§ **What you should do**: Down to the last line, set the entries down again exactly.

§ **Record extracts**:
++++++++++++++++++++

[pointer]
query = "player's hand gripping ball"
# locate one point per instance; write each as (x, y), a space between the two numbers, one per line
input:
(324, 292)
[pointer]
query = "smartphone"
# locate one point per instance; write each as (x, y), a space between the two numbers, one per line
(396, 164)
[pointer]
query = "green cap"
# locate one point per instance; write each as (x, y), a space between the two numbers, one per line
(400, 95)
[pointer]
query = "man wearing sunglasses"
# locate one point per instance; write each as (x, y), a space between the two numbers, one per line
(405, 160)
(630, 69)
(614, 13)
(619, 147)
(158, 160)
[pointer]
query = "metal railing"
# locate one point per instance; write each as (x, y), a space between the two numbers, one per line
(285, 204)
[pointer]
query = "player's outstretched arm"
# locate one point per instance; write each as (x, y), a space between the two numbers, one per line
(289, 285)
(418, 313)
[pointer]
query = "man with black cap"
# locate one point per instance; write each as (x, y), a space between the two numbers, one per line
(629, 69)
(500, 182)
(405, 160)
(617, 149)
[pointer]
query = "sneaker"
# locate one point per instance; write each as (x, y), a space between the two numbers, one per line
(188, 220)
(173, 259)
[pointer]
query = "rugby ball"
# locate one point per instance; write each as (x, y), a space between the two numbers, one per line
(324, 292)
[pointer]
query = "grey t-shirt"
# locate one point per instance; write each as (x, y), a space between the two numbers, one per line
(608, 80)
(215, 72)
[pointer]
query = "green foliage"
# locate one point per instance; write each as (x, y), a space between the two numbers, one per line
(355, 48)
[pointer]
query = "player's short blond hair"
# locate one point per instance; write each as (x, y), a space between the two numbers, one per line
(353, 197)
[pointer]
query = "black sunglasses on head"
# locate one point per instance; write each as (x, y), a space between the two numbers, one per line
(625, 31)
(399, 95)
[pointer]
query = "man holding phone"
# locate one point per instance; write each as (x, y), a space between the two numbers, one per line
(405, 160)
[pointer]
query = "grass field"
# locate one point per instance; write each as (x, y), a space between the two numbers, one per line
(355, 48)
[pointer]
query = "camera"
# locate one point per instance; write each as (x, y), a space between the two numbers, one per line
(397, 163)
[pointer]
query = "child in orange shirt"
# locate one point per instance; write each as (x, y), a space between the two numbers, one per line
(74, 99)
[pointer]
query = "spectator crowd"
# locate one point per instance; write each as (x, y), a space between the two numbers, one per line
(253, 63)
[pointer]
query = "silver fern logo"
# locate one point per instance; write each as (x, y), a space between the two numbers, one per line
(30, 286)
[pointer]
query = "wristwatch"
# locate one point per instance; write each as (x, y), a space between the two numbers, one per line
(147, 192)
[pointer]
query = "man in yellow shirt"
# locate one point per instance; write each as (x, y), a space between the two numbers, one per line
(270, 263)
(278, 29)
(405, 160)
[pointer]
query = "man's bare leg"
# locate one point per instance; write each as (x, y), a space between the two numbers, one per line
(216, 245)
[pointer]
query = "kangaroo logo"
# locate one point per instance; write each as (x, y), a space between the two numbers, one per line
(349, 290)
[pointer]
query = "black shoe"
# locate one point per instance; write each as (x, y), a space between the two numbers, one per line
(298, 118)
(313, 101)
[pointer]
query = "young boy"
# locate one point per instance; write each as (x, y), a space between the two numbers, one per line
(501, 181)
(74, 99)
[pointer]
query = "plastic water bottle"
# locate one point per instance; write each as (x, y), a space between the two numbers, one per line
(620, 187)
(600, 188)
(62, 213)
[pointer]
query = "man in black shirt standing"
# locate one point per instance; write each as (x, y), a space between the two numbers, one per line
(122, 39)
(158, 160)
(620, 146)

++++++++++++++++++++

§ **Response area**:
[pointer]
query = "player's hand gripping ball"
# locate one point per instance; write each as (x, y), a space between the two numbers, one per line
input:
(324, 292)
[pointer]
query = "smartphone"
# locate one point per instance; write each as (x, y), a space between the two numbers, one per line
(396, 164)
[pointer]
query = "green cap"
# locate one point per instance; write each as (x, y), a space between the two numbers, one per line
(400, 95)
[pointer]
query = "man wearing sunglasses"
# locate one point per instance; write each as (x, y), a space between the two numbers, one per line
(405, 160)
(630, 69)
(614, 13)
(619, 147)
(158, 160)
[pointer]
query = "metal railing"
# locate one point per instance; write each as (x, y), a space between the two numbers, one per line
(285, 204)
[pointer]
query = "player's outstretched arm"
# locate one point per instance; write each as (x, y), a space between the two numbers, one per line
(289, 285)
(418, 313)
[pointer]
query = "man with black cap"
# locate one point per instance; write each as (x, y), a space between the two numbers, one per line
(629, 69)
(500, 182)
(405, 160)
(617, 149)
[pointer]
query = "sneaker"
# locate one point per instance; write each as (x, y), a space between the two numbers, one per line
(188, 220)
(173, 259)
[pointer]
query = "rugby ball"
# locate one point per instance; write each as (x, y), a space between the two numbers, one per line
(324, 292)
[pointer]
query = "grey t-shirt"
# locate one point per instance; write each as (x, y), a space between the two numbers, one per line
(608, 80)
(215, 72)
[pointer]
query = "green foliage"
# locate one point per instance; write each as (x, y), a space between the two numbers, one per line
(355, 48)
[pointer]
query = "player's short blond hair"
# locate one point per instance; write each as (x, y), a space between the two numbers, one per line
(353, 197)
[pointer]
query = "black sunglasses on head"
# locate one point per instance; write each as (x, y), a space between the two numbers, one per line
(625, 31)
(399, 95)
[pointer]
query = "man holding phone"
# locate one point per instance; write each as (x, y), a space between the two numbers, one per line
(405, 160)
[pointer]
query = "grass field"
# locate one point per instance; write each as (x, y), a space between the two numbers, one per line
(355, 48)
[pointer]
query = "camera"
# locate one point per instance; write each as (x, y), a space between the two numbers, one per line
(397, 163)
[pointer]
query = "child in orange shirt"
# locate one point per instance; write each as (x, y), a space between the two numbers, one per line
(74, 99)
[pointer]
query = "spectator crowd"
# locate one point per instance; write each as (x, y), a space between the two numbers, one per line
(253, 63)
[pointer]
query = "silver fern logo"
# locate one point per instance; write each as (x, y), a space between the two numbers, one per line
(30, 286)
[pointer]
query = "wristwatch"
# locate one point per instance; write each as (x, y), a space between the two numbers, one per line
(147, 192)
[pointer]
query = "man in yellow shirt"
# locate one point per instance; write each as (x, y), a space between the two numbers, one per line
(270, 263)
(278, 29)
(405, 160)
[pointer]
query = "man's bare leg"
# locate one point per instance; write each as (x, y), a space between the two numbers, one per line
(216, 245)
[pointer]
query = "kangaroo logo"
# locate one point per instance; write each as (x, y), a space between the two numbers, one per line
(349, 290)
[pointer]
query = "black shoe"
# locate one point per instance; write each as (x, y), a space between the two numbers, one per line
(298, 118)
(313, 101)
[pointer]
query = "young boy"
# locate one point per instance; write each as (x, y), a space between the two numbers, one per line
(501, 181)
(74, 99)
[pointer]
query = "plastic water bottle"
# locate one point per instance; write each as (x, y), a space between the two numbers, one per line
(620, 187)
(600, 188)
(62, 213)
[pointer]
query = "man in black shirt standing"
# locate one point per instance; write each as (x, y), a space between the two numbers, one per line
(122, 39)
(158, 160)
(620, 146)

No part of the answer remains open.